> _What this task involves_
Among the entries that follow, the required portion opens with the line containing "like x=99, y=168." and closes with the line containing "like x=1, y=148.". Give that portion again exactly, and nothing else.

BEGIN Data under study

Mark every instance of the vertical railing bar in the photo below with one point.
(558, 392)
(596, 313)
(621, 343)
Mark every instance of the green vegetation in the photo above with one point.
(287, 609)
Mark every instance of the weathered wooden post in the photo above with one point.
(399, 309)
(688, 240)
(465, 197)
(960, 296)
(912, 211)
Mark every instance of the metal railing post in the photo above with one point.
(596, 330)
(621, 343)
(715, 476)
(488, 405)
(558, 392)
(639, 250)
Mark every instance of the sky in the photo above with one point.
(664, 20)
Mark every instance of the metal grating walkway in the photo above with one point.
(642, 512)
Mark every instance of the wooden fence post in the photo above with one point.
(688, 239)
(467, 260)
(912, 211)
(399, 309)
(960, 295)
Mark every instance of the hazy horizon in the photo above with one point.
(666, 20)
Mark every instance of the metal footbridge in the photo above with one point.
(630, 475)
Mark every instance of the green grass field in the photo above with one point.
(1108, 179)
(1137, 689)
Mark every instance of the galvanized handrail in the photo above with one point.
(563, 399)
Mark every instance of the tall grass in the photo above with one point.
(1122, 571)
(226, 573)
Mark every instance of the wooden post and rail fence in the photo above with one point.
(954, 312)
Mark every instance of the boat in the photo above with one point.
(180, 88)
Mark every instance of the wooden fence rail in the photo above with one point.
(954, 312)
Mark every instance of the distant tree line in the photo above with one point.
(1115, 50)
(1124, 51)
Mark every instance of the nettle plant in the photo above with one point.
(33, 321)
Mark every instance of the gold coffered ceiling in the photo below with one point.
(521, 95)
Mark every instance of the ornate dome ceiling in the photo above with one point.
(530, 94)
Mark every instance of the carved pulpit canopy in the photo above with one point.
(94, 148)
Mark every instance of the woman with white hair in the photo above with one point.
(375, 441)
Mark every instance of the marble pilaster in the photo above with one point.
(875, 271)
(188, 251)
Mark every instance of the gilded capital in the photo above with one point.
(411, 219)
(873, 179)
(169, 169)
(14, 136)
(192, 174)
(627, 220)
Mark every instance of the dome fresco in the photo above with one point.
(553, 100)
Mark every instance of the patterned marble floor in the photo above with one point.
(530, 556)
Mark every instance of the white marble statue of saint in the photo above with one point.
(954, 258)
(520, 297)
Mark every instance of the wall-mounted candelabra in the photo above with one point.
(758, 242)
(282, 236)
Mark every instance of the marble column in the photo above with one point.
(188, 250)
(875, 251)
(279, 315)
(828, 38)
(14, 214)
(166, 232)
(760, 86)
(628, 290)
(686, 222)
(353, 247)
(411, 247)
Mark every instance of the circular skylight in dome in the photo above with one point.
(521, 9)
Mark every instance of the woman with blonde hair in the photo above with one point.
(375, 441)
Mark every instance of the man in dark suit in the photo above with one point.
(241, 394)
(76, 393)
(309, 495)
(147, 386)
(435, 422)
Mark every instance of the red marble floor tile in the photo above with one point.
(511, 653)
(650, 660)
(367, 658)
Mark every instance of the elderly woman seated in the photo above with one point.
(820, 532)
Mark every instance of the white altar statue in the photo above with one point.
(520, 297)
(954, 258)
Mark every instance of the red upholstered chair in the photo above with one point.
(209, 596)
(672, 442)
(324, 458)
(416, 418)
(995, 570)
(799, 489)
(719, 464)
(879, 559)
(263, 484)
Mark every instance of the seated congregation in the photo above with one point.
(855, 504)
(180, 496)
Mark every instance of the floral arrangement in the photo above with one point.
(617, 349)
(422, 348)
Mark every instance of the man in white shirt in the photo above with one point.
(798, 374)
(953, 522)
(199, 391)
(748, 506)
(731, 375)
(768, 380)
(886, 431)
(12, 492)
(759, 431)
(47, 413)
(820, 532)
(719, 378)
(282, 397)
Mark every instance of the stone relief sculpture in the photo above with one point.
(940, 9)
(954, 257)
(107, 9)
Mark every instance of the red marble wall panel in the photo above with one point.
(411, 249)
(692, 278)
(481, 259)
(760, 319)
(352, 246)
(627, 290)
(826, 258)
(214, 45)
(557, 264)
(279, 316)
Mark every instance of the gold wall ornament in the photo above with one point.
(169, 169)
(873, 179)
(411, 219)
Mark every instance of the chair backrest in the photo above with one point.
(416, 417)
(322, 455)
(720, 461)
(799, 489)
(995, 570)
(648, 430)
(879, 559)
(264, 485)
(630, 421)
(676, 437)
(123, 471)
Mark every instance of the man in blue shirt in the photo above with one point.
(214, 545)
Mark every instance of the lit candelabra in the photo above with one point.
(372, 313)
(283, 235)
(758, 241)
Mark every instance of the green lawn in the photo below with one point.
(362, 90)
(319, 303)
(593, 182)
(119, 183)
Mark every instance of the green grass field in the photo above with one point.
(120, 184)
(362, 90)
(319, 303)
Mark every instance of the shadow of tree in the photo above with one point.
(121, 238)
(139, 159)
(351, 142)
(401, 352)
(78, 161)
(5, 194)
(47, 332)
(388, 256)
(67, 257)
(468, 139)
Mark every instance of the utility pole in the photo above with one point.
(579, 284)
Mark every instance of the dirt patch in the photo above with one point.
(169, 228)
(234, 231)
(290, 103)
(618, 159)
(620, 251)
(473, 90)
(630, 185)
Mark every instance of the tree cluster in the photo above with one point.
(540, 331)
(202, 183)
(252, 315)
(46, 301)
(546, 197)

END Data under study
BEGIN Data under study

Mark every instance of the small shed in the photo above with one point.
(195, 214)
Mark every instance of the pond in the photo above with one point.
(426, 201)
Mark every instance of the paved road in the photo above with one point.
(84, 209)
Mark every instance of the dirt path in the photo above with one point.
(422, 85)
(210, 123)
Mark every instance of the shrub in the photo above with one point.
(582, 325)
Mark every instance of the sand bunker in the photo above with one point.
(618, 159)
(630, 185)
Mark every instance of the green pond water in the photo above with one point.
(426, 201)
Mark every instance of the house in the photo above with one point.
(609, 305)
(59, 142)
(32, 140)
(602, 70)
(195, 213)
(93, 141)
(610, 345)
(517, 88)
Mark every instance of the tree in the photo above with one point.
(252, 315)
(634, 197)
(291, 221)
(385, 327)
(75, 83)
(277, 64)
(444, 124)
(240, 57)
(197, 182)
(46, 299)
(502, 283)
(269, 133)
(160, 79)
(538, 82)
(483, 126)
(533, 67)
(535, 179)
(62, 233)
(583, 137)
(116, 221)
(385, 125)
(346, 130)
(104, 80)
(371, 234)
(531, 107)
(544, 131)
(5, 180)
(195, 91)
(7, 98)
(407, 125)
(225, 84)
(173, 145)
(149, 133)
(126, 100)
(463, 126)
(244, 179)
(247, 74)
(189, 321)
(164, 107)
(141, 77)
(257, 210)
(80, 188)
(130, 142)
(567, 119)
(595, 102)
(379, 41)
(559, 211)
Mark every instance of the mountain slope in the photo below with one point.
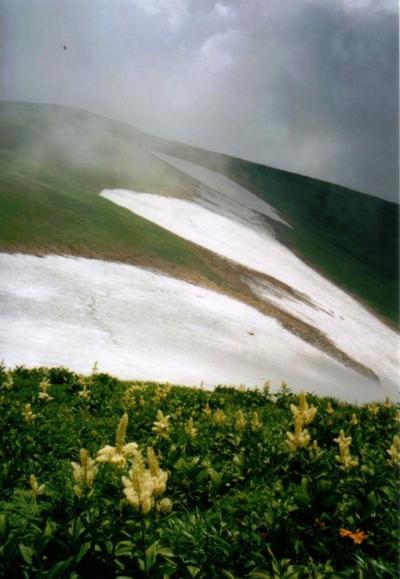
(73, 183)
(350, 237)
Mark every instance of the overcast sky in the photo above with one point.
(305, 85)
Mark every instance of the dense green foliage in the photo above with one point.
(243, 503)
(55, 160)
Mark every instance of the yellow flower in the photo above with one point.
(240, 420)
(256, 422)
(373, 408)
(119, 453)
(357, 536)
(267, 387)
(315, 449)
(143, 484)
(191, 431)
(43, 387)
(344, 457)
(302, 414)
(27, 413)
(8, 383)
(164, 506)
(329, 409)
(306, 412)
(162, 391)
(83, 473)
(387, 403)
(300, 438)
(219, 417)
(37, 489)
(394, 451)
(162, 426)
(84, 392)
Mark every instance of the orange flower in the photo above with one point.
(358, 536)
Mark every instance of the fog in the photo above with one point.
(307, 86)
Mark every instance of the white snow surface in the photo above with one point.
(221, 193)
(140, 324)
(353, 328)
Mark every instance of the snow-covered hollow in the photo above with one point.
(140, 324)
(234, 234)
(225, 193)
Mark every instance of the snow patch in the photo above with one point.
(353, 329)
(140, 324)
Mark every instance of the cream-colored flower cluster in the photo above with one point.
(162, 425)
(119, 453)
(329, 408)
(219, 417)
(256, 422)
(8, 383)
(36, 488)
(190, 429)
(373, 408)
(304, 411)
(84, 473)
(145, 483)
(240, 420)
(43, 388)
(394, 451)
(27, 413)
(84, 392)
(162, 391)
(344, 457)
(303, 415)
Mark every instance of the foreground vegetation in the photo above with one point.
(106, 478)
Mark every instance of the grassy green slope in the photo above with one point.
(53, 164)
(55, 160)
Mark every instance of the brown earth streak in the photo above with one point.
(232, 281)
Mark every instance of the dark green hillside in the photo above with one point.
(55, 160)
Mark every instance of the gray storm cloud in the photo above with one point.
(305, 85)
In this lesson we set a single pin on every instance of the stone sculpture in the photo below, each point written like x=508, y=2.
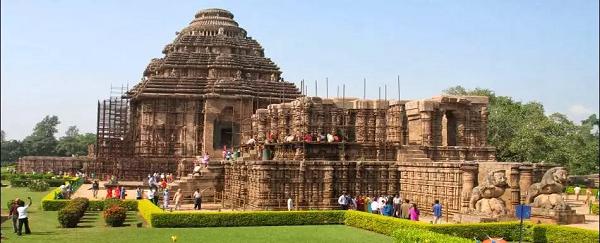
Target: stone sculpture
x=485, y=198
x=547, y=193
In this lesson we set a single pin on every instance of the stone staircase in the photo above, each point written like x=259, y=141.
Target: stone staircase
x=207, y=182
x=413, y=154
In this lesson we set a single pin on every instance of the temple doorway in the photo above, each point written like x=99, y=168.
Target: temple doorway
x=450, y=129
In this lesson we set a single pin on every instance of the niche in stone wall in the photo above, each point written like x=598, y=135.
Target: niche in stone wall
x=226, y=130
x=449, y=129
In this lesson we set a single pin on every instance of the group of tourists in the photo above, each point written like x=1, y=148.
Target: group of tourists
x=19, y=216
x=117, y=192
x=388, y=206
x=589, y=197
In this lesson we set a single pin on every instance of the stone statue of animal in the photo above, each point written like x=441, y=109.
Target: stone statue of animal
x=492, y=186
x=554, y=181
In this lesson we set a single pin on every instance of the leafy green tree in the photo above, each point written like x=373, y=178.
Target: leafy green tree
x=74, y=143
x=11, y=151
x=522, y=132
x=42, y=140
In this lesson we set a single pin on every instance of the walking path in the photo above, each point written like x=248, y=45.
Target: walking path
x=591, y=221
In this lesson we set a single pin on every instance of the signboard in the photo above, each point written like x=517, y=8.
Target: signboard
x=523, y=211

END Data under study

> _Task output_
In this lesson we set a single pin on every instance of the temple doorway in the photo above, each point written like x=99, y=168.
Target: temple doorway
x=450, y=129
In this lesson we set a single pin on every instance of the niche in stone wall in the photo above, each point written like x=598, y=135.
Target: niche in stone wall
x=226, y=130
x=449, y=129
In this lesson we set a single pin on every instance of the group of tourists in the photo above, each point written like x=1, y=148.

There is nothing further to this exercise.